▶ _Text_
[ClusterLabs] Resources always return to original node

Sat Sep 26 09:26:52 EDT 2020

Resource Stickiness for a group is the sum of all resources' resource stikiness -> 5 resources x 100 score (default stickiness) = 500 score.
If your location constraint has a bigger number -> it wins :)

Best Regards,
Strahil Nikolov

В събота, 26 септември 2020 г., 12:22:32 Гринуич+3, Michael Ivanov <ivans at logit-ag.de> написа: 

Hallo,

I have strange problem: when I reset the node on which my resources are running, they are correctly migrated to the other node. But when I turn the failed node back, then as soon as it is up all resources are returned back to it. I have set resource-stickiness default value to 100. When this did not help I have set up resource-stickiness meta attr also to 100 for all my resources. Still when the failed node recovers the resources are migrated back to it! Where should I look to try to understand this situation?

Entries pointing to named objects
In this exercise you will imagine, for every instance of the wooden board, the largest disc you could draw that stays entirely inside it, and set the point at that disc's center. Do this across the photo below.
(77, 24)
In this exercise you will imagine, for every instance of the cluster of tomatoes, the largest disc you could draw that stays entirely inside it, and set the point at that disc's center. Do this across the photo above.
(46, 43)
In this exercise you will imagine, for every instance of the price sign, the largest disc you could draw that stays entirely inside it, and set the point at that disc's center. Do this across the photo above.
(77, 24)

▶ _Complete the following_
A. Answer these questions from the thread:
(i) In the reply's calculation, what total stickiness score does the group of resources get?
(ii) What happens to the resources as soon as the failed node is up again?
(iii) To what value was the resource-stickiness default set?
B. Write out the part of the thread between "В събота, 26" and "understand this situation?", inclusive.
The listing is not needed for any of this.

▶ _Expected outputs_
A.
(i) 500 (5 resources x 100).
(ii) All resources are returned back to it.
(iii) 100.

B.
В събота, 26 септември 2020 г., 12:22:32 Гринуич+3, Michael Ivanov <ivans at logit-ag.de> написа: 

Hallo,

I have strange problem: when I reset the node on which my resources are running, they are correctly migrated to the other node. But when I turn the failed node back, then as soon as it is up all resources are returned back to it. I have set resource-stickiness default value to 100. When this did not help I have set up resource-stickiness meta attr also to 100 for all my resources. Still when the failed node recovers the resources are migrated back to it! Where should I look to try to understand this situation?